■ **AIM OF THE EXERCISE**
Pick out each line of the records that contains the string "post" and copy it. Case counts.

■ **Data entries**
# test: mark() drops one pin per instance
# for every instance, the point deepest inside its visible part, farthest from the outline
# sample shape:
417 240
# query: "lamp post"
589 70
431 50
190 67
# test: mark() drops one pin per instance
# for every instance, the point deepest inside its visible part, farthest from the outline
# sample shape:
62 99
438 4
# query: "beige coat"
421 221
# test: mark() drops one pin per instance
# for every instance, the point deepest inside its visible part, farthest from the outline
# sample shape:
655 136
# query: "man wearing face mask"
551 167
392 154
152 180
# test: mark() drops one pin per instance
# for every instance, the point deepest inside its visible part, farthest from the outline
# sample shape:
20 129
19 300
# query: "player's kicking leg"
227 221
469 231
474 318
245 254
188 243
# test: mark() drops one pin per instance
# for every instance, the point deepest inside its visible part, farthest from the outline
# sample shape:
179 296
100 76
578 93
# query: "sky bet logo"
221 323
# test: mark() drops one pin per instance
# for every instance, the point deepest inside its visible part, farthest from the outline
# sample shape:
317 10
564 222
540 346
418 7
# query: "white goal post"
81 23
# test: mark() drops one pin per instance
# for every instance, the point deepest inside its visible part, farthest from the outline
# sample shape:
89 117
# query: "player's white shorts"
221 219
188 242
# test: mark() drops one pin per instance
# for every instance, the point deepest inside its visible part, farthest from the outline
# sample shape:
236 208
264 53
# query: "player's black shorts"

■ **ANSWER**
# query: "lamp post"
# query: "white goal post"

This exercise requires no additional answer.